■ **Problems to solve**:
1. Reproduce the MRNet API text from "A complete example" up to and including "instantiating MRNet-based tools.", changing "job manager" to "job scheduler".
2. Translate this sentence from the MRNet API text into Spanish: "In the simplest environments, we can launch jobs manually using facilities like rsh or ssh."

■ **Source extract**:
The MRNet API, provided by libmrnet, contains network, end-point, communicator, and stream objects that a tool's front-end and back-end use for communication. The network object is used to instantiate the MRNet network and access end-point objects that represent available tool back-ends. The communicator object is a container for groups of end-points, and streams are used to send data to the end-points in a communicator.
Example 4.1. MRNet Front-end Sample Code
front_end_main(){ 1. Network * net; 2. Communicator * comm; 3. Stream * stream; 4. Packet *packet; 5. float result; 6. net = new Network(config_file, backend_exe, backend_argv); 7. comm = net->get_broadcast_communicator( ); 8. stream = net->new_Stream(comm, FMAX_FIL); 9. stream->send(tag, "%d", FLOAT_MAX_INIT); 10. stream->recv(&tag, &Packet) 11. Network::unpack(Packet, "%f", result); }
A simplified version of code from an example tool front-end is shown in Example 4.1, “MRNet Front-end Sample Code”. In the front-end code, after some variable definitions in lines 1-5, in line 6, an instance of the MRNet network is created using the topology specification in config_file. In line 7, the newly created network object is queried for an auto-generated broadcast communicator that contains all available end-points. In line 8, this communicator is used to established a stream for which the MRNet internal processes will use a filter that finds the maximum floating point data value of the data sent upstream. The front-end then might send one or more initialization messages to the backends; in our example code on line 9, we broadcast an integer initializer; the tag parameter is meant to be an application specific value specifying the nature of the message being transmitted. After the send operation, the front-end performs a blocking recv. This call returns a tag and a packet. Finally, line 11 calls unpack to deserialize the floating point value result from the packet data structure.
Example 4.2. MRNet Back-end Sample Code
back_end_main(){ 1. Stream * stream; 2. Packet * packet; 3. int val, tag; 4. Network * net = new Network( ); 5. net->recv(&tag, &packet, &stream); 6. Network::unpack(packet, "%d", &val ); 7. if( val == FLOAT_MAX_INIT ){ 8. stream->send("%f", rand_float); } }
Example 4.2, “MRNet Back-end Sample Code” shows the code for the back-end that
reciprocates the actions of the front-end. Each tool back-end
first connects to the appropriate internal process, via the backend's version of the network constructor, Network::Network()
in line 4. While the front-end makes a stream-specific recv call, the back-ends
make a stream-anonymous recv that returns the tag sent by the front-end, the packet containing the actual data sent, and a stream object representing the stream that the front-end has established. Finally, each back-end sends a scalar floating point value
upstream toward the front-end.
A complete example of MRNet code can be found in Appendix D, A Complete MRNet Example.
While conceptually simple, creating and connecting the internal processes is complicated by interactions with the various job scheduling systems. In the simplest environments, we can launch jobs manually using facilities like rsh or ssh. In more complex environments, it is necessary to submit all requests to a job management system. In this case, we are constrained by the operations provided by the job manager (and these vary from system to system). We currently support two modes of instantiating MRNet-based tools.

■ **Extracted information**:
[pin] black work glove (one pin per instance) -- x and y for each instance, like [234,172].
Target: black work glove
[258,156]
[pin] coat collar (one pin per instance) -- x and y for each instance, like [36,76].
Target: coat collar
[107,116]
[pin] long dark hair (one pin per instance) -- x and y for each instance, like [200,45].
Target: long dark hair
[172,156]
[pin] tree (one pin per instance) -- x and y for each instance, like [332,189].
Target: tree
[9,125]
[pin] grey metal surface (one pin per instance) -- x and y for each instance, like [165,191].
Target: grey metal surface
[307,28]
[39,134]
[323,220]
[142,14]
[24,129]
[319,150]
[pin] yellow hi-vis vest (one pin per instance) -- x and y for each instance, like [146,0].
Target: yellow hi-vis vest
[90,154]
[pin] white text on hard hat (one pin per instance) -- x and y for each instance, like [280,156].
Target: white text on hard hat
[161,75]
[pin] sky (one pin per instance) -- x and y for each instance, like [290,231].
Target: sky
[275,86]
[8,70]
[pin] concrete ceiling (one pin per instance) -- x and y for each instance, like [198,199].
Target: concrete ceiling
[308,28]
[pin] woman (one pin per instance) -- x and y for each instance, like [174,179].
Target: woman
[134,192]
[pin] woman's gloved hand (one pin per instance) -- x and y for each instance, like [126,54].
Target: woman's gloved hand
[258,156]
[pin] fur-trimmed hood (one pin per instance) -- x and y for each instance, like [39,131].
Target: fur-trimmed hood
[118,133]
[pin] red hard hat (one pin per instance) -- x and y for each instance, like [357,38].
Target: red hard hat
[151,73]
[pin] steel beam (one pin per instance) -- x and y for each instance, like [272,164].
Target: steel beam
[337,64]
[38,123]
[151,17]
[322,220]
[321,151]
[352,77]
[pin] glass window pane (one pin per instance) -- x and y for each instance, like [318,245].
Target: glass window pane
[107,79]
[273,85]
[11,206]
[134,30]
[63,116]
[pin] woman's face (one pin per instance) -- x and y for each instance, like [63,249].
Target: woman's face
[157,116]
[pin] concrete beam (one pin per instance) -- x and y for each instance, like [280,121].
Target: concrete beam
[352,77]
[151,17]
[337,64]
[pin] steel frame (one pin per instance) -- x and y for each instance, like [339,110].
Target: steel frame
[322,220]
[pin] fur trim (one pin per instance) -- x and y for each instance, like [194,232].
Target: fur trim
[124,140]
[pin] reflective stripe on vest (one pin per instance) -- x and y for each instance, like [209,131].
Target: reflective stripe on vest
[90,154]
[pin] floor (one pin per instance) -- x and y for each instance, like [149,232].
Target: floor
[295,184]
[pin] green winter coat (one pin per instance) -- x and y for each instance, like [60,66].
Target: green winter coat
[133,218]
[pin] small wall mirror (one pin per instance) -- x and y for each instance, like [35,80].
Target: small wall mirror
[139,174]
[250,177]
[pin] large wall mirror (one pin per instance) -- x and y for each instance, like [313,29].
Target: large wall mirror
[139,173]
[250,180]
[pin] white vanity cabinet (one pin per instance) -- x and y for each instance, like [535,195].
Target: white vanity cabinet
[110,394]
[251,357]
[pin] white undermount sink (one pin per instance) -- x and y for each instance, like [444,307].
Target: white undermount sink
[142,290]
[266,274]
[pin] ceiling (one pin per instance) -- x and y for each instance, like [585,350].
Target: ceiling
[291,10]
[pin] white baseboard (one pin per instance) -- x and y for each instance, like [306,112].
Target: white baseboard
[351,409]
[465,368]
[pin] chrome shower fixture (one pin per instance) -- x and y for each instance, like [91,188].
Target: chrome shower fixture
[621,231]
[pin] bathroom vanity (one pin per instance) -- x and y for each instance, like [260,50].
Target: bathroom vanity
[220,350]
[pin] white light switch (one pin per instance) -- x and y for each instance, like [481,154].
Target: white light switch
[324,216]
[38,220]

■ **Complete answers**:
1.
A complete example of MRNet code can be found in Appendix D, A Complete MRNet Example.
While conceptually simple, creating and connecting the internal processes is complicated by interactions with the various job scheduling systems. In the simplest environments, we can launch jobs manually using facilities like rsh or ssh. In more complex environments, it is necessary to submit all requests to a job management system. In this case, we are constrained by the operations provided by the job scheduler (and these vary from system to system). We currently support two modes of instantiating MRNet-based tools.

2. En los entornos más simples, podemos lanzar trabajos manualmente mediante herramientas como rsh o ssh.